- DIRECTIONS
Below, give the lines between the one holding "Where can the bush" and the one holding "<point>742,786</point>", inclusive, as a numbered list with blank lines left out.

Pointing dataset rows:
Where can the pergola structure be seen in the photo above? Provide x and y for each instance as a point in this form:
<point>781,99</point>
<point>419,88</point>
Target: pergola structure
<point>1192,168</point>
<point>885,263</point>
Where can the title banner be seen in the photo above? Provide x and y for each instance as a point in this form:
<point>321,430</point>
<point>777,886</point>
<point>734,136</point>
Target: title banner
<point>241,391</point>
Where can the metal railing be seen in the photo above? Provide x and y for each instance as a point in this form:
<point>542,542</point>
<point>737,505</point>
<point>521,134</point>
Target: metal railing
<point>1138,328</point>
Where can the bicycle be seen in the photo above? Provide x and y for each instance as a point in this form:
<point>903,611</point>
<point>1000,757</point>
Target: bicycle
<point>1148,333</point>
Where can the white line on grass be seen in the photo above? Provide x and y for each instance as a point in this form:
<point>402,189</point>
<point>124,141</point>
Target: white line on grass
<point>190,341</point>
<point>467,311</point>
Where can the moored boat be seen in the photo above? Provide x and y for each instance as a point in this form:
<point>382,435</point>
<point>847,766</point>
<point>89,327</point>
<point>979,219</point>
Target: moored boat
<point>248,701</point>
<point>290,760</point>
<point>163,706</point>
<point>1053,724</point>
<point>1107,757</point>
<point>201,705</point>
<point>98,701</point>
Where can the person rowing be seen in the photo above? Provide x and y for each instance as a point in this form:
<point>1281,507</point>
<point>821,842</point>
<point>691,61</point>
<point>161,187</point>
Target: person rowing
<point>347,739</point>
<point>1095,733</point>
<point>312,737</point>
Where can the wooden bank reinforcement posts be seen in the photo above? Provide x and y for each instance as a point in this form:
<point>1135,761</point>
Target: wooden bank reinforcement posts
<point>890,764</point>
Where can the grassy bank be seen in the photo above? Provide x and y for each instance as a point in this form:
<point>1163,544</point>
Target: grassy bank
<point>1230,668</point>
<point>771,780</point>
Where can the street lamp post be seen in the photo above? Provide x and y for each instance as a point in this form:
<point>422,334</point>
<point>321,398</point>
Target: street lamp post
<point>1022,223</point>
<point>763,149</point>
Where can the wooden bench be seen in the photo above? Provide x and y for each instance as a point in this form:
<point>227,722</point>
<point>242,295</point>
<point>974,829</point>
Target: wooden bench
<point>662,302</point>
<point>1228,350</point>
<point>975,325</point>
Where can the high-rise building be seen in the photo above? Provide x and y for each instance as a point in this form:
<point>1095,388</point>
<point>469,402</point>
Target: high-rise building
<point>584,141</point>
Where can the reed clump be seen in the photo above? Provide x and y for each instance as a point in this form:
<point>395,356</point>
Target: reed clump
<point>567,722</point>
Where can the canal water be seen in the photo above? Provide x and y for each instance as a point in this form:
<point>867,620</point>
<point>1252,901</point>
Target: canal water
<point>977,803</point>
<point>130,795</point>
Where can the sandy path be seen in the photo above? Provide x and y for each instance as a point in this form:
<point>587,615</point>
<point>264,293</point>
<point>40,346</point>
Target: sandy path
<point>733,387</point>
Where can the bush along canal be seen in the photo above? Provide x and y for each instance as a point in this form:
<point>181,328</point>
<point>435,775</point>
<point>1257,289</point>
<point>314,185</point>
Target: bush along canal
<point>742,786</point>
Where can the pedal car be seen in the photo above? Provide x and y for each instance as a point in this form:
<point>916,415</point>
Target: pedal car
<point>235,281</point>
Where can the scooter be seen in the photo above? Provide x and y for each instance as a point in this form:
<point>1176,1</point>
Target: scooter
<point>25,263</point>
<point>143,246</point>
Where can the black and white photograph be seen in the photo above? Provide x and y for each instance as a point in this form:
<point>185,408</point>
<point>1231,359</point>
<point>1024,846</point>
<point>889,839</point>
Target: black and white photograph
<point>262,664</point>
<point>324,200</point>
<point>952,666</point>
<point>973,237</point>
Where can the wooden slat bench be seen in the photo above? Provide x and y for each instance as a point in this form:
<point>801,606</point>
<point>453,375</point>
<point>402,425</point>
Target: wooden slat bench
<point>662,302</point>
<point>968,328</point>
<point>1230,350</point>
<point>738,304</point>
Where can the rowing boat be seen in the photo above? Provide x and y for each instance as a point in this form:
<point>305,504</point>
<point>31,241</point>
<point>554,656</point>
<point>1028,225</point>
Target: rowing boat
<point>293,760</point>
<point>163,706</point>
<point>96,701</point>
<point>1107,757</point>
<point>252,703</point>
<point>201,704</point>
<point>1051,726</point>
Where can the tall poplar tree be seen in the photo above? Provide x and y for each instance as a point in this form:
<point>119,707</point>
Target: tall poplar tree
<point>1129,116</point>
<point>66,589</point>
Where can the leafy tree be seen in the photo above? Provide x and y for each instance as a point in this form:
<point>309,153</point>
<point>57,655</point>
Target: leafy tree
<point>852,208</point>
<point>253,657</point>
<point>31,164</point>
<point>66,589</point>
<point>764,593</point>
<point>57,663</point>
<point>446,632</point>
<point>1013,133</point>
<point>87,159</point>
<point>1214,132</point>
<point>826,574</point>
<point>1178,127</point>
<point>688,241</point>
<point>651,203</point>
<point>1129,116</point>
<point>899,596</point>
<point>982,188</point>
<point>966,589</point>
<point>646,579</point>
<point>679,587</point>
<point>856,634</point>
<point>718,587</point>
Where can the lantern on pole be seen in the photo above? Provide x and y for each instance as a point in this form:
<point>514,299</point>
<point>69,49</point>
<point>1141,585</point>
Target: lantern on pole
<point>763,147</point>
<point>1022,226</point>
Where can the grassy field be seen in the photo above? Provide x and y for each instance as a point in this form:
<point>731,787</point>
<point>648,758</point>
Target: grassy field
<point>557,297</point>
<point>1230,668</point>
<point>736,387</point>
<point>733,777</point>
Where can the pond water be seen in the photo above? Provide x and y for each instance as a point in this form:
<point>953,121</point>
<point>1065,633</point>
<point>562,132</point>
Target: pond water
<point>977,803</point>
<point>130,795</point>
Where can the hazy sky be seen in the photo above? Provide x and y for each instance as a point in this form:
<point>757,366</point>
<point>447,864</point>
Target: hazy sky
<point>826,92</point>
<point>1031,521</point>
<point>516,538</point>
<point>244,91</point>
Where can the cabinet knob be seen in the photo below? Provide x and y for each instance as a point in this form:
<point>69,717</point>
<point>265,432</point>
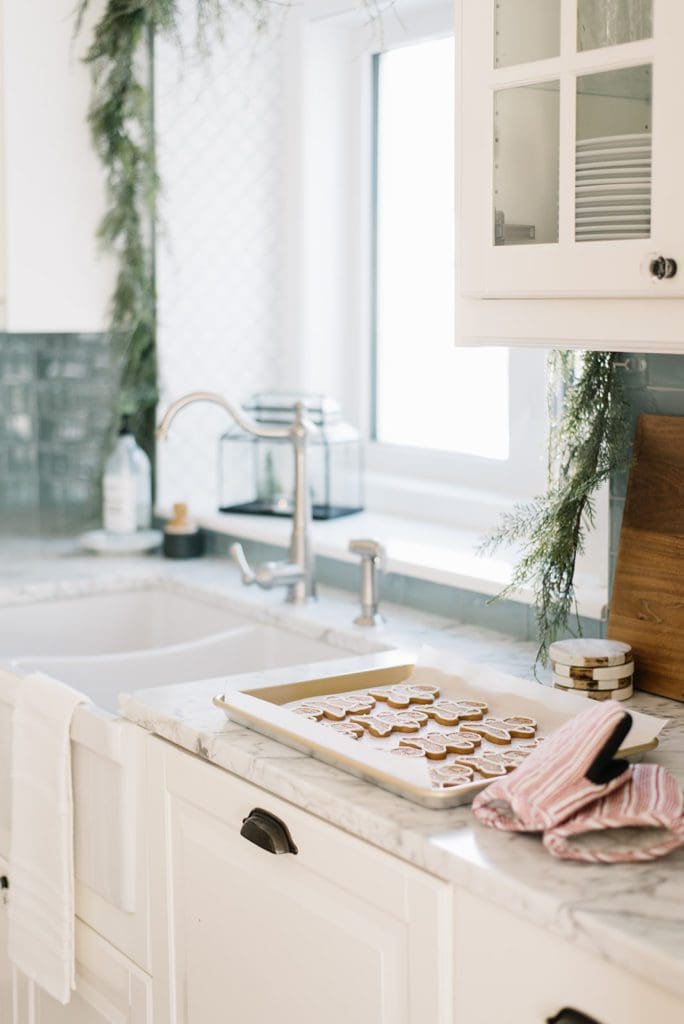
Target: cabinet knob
<point>569,1016</point>
<point>264,829</point>
<point>663,267</point>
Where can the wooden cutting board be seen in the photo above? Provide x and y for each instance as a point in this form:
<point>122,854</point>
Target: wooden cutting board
<point>647,604</point>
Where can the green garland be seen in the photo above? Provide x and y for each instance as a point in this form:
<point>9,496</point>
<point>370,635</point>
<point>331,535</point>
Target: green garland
<point>589,440</point>
<point>121,118</point>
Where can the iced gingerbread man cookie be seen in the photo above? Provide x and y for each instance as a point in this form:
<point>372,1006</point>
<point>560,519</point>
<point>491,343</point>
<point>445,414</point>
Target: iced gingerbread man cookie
<point>350,729</point>
<point>403,694</point>
<point>453,712</point>
<point>335,708</point>
<point>435,745</point>
<point>383,723</point>
<point>451,776</point>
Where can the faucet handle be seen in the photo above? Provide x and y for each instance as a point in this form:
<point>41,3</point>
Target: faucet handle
<point>240,558</point>
<point>373,555</point>
<point>368,549</point>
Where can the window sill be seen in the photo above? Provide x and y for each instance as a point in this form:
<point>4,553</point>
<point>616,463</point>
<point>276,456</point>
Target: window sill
<point>423,550</point>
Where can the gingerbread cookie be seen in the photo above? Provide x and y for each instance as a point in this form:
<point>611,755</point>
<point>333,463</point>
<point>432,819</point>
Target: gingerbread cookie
<point>435,745</point>
<point>489,764</point>
<point>350,729</point>
<point>383,723</point>
<point>453,712</point>
<point>431,750</point>
<point>502,730</point>
<point>335,708</point>
<point>518,725</point>
<point>451,776</point>
<point>403,694</point>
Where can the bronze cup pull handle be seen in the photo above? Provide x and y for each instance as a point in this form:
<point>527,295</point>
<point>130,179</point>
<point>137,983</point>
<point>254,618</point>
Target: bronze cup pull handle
<point>266,830</point>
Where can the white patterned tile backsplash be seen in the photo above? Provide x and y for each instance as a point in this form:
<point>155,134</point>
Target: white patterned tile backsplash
<point>220,143</point>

- REPLY TO THE TASK
1. Where can the bush along canal be seen in the photo above? Provide x and y for each instance as a point in this form:
2. <point>181,328</point>
3. <point>435,775</point>
4. <point>1257,289</point>
5. <point>314,185</point>
6. Target: bush along canal
7. <point>742,786</point>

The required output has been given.